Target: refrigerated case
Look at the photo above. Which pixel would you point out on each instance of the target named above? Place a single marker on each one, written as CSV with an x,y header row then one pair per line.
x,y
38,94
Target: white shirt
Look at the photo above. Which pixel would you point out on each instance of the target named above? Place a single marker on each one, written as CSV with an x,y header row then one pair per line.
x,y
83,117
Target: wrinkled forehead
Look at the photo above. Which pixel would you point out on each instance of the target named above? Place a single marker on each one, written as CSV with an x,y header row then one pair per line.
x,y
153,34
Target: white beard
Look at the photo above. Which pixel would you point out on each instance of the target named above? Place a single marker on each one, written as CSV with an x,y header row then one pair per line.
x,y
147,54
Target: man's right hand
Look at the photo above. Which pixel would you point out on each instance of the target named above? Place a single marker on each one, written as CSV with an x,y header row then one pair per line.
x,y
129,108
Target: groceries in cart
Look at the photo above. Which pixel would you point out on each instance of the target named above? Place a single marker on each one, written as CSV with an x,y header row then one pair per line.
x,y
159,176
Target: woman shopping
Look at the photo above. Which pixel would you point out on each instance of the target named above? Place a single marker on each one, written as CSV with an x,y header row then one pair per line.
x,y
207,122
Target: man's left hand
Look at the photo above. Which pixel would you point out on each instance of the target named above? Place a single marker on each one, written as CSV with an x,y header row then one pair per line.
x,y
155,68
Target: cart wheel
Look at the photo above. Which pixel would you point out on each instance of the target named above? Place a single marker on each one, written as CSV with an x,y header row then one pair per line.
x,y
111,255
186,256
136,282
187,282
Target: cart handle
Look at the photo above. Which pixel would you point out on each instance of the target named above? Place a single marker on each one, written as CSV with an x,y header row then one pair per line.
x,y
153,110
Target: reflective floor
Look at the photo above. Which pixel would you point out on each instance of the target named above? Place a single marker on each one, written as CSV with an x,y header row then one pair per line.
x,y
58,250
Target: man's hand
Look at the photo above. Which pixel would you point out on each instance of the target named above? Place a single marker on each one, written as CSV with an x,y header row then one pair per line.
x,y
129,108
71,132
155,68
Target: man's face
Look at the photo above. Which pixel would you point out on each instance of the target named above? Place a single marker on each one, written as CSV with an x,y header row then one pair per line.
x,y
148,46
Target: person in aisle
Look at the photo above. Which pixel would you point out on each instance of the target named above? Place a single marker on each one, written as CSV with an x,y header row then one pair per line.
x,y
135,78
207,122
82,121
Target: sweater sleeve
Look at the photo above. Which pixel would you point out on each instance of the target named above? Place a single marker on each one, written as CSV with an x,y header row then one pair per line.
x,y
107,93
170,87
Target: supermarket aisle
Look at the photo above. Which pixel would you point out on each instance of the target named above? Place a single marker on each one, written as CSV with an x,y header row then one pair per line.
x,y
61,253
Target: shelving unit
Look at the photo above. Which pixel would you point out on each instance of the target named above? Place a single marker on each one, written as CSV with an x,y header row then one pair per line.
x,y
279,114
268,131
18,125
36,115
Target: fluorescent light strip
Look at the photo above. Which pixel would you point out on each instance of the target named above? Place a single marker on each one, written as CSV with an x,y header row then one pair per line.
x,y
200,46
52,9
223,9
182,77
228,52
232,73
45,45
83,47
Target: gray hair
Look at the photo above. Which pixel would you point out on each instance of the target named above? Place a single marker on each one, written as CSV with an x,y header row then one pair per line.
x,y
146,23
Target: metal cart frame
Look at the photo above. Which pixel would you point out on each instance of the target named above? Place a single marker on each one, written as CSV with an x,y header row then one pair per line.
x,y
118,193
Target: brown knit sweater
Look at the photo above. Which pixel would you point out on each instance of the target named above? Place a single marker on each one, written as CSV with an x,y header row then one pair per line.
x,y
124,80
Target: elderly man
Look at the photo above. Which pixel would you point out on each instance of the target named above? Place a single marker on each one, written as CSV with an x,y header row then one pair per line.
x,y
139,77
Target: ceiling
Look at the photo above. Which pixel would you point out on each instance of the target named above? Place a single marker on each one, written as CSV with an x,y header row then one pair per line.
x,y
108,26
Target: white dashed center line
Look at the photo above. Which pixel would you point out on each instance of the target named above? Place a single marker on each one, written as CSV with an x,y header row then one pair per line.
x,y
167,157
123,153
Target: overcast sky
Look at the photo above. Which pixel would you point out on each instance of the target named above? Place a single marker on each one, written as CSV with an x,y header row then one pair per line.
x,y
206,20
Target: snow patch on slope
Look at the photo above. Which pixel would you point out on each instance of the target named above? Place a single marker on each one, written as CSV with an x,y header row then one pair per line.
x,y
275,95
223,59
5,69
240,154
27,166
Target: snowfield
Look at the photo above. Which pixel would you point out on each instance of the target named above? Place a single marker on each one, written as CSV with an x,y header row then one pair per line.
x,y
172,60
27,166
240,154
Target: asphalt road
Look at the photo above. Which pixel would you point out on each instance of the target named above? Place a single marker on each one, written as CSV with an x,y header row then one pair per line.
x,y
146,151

______________________________

Activity: Working from the material above, retype exactly the lines from the one with "Target: gray hair" through the one with "Target: metal cart frame", both included, and only those lines.

Written response:
Target: gray hair
Look at the photo above. Which pixel would you point out on each instance of the target named above? Place a single marker on each one, written as CSV with an x,y header row then one pair per line.
x,y
146,23
Target: metal cart frame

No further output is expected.